- **What is required**
The data below has to be returned exactly, down to the last character.

Referring expression pointing data
================

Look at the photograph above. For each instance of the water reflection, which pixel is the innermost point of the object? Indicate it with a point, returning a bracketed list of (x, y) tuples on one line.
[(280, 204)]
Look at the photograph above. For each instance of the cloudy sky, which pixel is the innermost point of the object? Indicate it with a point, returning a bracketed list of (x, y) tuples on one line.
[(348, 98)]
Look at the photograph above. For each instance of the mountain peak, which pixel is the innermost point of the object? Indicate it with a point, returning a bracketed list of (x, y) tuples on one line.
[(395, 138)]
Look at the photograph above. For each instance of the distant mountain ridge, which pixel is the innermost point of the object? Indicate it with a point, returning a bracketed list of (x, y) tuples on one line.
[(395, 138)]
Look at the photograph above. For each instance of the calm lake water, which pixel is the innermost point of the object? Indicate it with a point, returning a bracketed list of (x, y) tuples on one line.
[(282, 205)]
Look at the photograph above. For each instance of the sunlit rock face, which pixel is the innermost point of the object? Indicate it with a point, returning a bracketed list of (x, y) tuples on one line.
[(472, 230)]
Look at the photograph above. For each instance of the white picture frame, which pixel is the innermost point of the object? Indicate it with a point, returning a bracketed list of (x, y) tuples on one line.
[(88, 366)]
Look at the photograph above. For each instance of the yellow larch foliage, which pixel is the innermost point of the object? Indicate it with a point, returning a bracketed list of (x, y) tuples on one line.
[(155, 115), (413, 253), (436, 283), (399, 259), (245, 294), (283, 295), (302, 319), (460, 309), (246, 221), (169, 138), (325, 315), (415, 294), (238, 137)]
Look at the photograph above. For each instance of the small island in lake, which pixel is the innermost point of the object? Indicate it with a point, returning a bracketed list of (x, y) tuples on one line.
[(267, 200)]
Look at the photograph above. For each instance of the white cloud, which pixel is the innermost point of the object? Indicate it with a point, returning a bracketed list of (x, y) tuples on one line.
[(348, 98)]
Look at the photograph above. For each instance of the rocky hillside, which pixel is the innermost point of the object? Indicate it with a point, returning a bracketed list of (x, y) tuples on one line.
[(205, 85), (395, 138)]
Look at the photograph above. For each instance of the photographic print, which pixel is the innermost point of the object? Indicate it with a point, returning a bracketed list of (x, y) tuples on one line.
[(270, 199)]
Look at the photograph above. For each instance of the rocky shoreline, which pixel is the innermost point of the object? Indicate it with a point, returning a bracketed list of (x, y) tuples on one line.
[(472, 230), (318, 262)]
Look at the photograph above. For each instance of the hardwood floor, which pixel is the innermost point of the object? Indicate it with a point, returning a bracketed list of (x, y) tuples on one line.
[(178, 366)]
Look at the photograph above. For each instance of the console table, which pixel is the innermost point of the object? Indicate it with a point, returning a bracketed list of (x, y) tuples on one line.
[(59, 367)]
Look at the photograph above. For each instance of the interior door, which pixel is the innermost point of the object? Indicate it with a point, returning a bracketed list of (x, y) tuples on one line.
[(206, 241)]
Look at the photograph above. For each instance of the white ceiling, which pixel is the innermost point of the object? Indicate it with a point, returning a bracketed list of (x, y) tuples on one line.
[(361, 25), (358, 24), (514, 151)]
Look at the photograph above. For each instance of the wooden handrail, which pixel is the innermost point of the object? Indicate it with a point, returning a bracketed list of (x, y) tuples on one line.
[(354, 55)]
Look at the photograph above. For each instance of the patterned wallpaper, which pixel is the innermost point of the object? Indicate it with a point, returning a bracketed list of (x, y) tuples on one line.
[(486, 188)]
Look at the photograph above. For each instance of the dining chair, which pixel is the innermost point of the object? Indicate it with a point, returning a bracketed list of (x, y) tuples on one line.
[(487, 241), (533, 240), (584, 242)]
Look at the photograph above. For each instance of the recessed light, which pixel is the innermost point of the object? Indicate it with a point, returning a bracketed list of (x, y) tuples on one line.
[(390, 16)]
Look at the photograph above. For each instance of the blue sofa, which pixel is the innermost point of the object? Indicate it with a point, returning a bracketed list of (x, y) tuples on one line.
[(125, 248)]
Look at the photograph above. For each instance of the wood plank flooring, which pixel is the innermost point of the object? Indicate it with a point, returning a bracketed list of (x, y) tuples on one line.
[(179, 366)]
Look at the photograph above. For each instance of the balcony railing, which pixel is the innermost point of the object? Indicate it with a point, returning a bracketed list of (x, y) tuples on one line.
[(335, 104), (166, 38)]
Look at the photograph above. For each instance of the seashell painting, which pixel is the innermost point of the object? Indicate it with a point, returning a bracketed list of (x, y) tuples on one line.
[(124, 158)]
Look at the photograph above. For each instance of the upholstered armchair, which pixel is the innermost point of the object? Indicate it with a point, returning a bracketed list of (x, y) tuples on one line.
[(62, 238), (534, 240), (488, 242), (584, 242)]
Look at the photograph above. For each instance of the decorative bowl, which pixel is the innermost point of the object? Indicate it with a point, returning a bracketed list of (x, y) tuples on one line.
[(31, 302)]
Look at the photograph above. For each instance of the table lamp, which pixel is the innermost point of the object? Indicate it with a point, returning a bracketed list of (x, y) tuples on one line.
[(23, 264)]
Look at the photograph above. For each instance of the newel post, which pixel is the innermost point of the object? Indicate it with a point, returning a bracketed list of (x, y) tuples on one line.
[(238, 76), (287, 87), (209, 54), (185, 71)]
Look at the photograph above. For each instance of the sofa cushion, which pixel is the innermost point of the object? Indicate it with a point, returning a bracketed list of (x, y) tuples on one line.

================

- **Reply to the task**
Look at the photograph above. For each instance of the water reflection, which pixel is the innermost point of the object? Indicate it with a point, returning a bracketed list of (x, y) tuples on one line.
[(280, 204)]
Look at the photograph above. For each instance of the cloudy sky, which pixel is the innermost point of the object? Indicate it with a point, returning a bracketed list of (x, y) tuples on one line.
[(348, 98)]
Look at the photograph above. For each instance of the mountain peak, which pixel is the innermost point of the object? Indicate it with a point, returning a bracketed list of (x, y) tuples on one line.
[(395, 138)]
Look at the photograph above. For each instance of the distant mountain ridge, which pixel is the innermost point of the object? Indicate it with a point, returning a bracketed list of (x, y) tuples on one line.
[(395, 138)]
Look at the photograph above. For each instance of the calm lake water, which pixel is the innermost point of the object? Indicate it with a point, returning a bracketed list of (x, y) tuples on one line.
[(282, 205)]
Look at the photograph above. For each instance of the sunlit rock face, which pixel is the innermost point of the object? Indicate it with a point, returning a bracketed list of (x, y) tuples on one line.
[(472, 230)]
Look at the photograph above. For each instance of the white picture frame, which pixel is the innermost point of the object? Indicate it with a point, returning a bracketed list of (x, y) tuples on one line.
[(88, 366)]
Look at the photograph above. For each instance of the yellow larch foliage, which pixel is the innermost point of the object? Indicate it with a point, returning a bracketed list of (x, y) tuples on one line.
[(155, 115), (413, 253), (436, 283), (399, 259), (245, 294), (283, 295), (302, 319), (460, 309), (246, 221), (169, 138), (325, 315), (415, 294), (238, 137)]
Look at the photograph above. For each instance of the small island in lake, which pixel is the innermost point of the object? Indicate it with a point, returning a bracketed list of (x, y) tuples on one line.
[(267, 200)]
Look at the photograph above. For each instance of the white cloud, which pixel is the innermost point of the object? Indicate it with a point, returning a bracketed list of (x, y) tuples on one line.
[(348, 98)]
Look at the photograph above. For each instance of the rocky hillside, which pixel is the innermost point of the object? Indicate it with a point, returning a bracketed list of (x, y) tuples on one line.
[(205, 85), (395, 138)]
Look at the photograph above. For each instance of the photographic print, which pixel is the innermost point of the object? Indicate it with a point, returning a bracketed list of (x, y) tuples on one line.
[(270, 199)]
Look at the photograph above. For each instance of the rocky shoreline, which pixel is the innermost point of the object? Indicate it with a point, returning a bracketed list of (x, y) tuples on one line.
[(472, 230), (318, 262)]
Look at the photograph above. For each instance of the hardwood floor, which pixel is the innermost point of the object? Indicate it with a point, returning a bracketed list of (x, y) tuples on one line.
[(178, 366)]
Look at the photograph above. For each instance of the console table, which pixel is the innermost point of the object? Indicate it with a point, returning a bracketed list of (x, y) tuples on one line.
[(59, 367)]
Look at the photograph above. For each instance of the interior door, which pixel is the innermost point of the object? Indicate it with a point, returning a bracketed list of (x, y) tuples on one line.
[(206, 241)]
Look at the photograph above. For each instance of the white ceiling, which pixel is the innermost point of the object? Indicate it with a point, returning a bracketed list of (x, y) tuples on one line.
[(361, 25), (358, 24), (514, 151)]
Look at the photograph above. For each instance of the wooden handrail, which pixel is the innermost point of the object? Indicate it with a point, returning a bracketed list of (x, y) tuples on one line.
[(354, 55)]
Look at the photograph above. For each instance of the patterned wallpaper, which pixel is the innermost point of the object? Indicate it with a point, returning a bracketed list of (x, y) tuples on one line.
[(486, 188)]
Look at the photograph above. For each instance of the dining chair, which pixel is the innermost point of the object? Indicate it with a point, returning a bracketed list of (x, y) tuples on one line.
[(487, 241), (533, 240), (584, 242)]
Look at the photograph above. For each instance of the recessed light, which pixel is the innermost point of the object? Indicate it with a point, returning a bracketed list of (x, y) tuples on one line.
[(390, 16)]
Look at the photograph above. For each instance of the blue sofa, which pixel is the innermost point of the object? Indicate it with a point, returning a bracketed list of (x, y) tuples on one line.
[(125, 248)]
Look at the photograph above. For each instance of the wood plank flooring, which pixel is the innermost point of the object? Indicate it with a point, returning a bracketed list of (x, y) tuples on one line.
[(179, 366)]
Look at the photograph above. For each instance of the balcony railing, which pixel is the innermost point of the object? Indicate it with a point, returning a bracketed list of (x, y) tuples on one line.
[(335, 104), (166, 38)]
Look at the photograph above. For each instance of the seashell painting, which pixel is the innermost point of the object? Indicate it with a point, returning a bracketed list of (x, y) tuples on one line.
[(124, 158)]
Look at the photograph above. For each instance of the upholstered armchair, which pixel is the innermost point of the object? Indicate it with a point, returning a bracketed list of (x, y) tuples on one line.
[(62, 238), (534, 240), (488, 242), (584, 242)]
Look at the photograph above. For each instance of the decorative bowl, which pixel is the innermost point of the object? Indicate it with a point, returning a bracketed list of (x, y) tuples on one line.
[(31, 302)]
Look at the photograph above. For each instance of the table lamp, which pixel is the innermost point of the object? Indicate it with a point, returning a bracketed list of (x, y) tuples on one line.
[(23, 264)]
Look at the photograph above. For each instance of the newel post, which pixel is the innermost point of the object? Indicate it with a point, returning a bracketed list of (x, y) tuples on one line.
[(238, 76), (287, 87), (209, 54), (185, 71)]
Look at the photograph above. For each instance of the sofa cushion, which pixel is the innermost point of the object? Indicate it with a point, returning a bracketed list of (x, y) tuples on one line.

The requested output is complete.